Goal of the exercise
Reproduce the passage of the interview on cultured meat below that opens with the words "AK: The counterpoint" and closes with "frightened of it all.".
━━ Excerpt provided
I think the companies that can learn to be more transparent, the companies that can learn to inform us more clearly of what they're doing, are the companies that will lead and can lead by example. And no one's there yet. So there are some smaller companies, the fungi-based companies or the algae-based companies, that would share enough that I feel like I get it. But anything in culture is kind of opaque to me.

AK: The counterpoint I was going to bring up is that we don't even really know what's in the cheapest stuff that we can buy in the grocery store. You have no idea if the labels are 100% accurate, and you don't really know how the animal was fed, or what it was fed, and how that affects you. And there's so much pseudoscience and so much politics involved. I don't think it can be worse? Maybe that's optimistic, but it's why I think I'm less frightened of it all.

That's one of their arguments, right, which is that people don't don't care about what their animals are fed. And so why should they tell us what they're doing with the cultured stuff?

I think we're going to have adoption speed up rapidly if, as younger generations come to hold more of the wallet, as technology advances, and if something really disastrous were to happen, you'll see this quickly come to market. And also, again, I'm healthier eating whole foods, or foods close to their origin. So if we're being told to eat a plant-based diet, or a more plant-based diet, why are they making meat? If we're supposed to eat less meat, why are they making meat?

DP: That's a question I had, too! This whole new industry has decided that the best thing to do is to re-create, as close as possible, the food people already eat. Soylent has no analogue in the past, I guess, but Impossible is trying to make burgers that taste like … burgers. Is there ever going to be a time where the goal becomes to introduce wholly new things that people haven't tried before?

I think it's a great idea. Why do you have to make the bacon? Why do you have to make the egg? Those are perfect things that are hard to replicate. And so make something else, call it something else. Maybe it's just terminology, you know?

But I haven't found any company wanting to do that yet. They're like, "Let's just swap their meat for cultured meat!" It's like a shell game.

So maybe that's the first step. Then step two is going to be maybe making animals that we've never thought to eat into something we could eat.
━━━━
━━ Entries shown
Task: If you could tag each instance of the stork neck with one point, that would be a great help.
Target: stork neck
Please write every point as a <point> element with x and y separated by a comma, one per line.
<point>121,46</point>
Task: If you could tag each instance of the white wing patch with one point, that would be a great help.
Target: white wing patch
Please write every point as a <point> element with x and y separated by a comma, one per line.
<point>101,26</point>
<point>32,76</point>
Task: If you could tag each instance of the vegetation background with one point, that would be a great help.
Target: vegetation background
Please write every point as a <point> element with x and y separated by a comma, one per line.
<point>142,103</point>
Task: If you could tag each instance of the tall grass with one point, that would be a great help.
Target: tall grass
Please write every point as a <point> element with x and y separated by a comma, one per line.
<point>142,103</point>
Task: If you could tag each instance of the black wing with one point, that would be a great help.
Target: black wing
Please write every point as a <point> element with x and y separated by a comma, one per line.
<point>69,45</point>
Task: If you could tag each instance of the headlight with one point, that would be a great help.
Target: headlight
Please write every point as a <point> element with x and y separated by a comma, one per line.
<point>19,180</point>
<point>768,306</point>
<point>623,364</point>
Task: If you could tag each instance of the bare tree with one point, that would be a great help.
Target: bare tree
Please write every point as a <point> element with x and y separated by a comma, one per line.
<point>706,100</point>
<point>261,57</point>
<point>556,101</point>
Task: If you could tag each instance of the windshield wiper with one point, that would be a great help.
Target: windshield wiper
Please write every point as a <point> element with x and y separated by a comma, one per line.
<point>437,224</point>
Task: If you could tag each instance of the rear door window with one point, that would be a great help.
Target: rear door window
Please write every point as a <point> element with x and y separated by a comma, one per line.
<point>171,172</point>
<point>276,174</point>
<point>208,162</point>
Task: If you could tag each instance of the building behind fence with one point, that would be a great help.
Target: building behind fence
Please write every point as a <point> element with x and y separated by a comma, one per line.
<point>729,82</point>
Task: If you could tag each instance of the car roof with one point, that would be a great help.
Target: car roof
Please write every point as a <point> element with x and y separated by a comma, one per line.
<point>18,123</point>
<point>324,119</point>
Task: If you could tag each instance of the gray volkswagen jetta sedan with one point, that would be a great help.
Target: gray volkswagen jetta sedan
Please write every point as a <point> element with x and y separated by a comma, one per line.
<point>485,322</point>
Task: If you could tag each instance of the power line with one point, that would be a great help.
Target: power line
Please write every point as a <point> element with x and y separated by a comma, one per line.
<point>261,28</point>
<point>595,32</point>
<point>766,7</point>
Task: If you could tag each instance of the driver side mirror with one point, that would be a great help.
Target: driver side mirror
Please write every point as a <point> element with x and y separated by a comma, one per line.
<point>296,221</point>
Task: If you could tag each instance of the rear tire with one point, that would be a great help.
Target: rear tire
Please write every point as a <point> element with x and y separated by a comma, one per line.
━━━━
Your response
AK: The counterpoint I was going to bring up is that we don't even really know what's in the cheapest stuff that we can buy in the grocery store. You have no idea if the labels are 100% accurate, and you don't really know how the animal was fed, or what it was fed, and how that affects you. And there's so much pseudoscience and so much politics involved. I don't think it can be worse? Maybe that's optimistic, but it's why I think I'm less frightened of it all.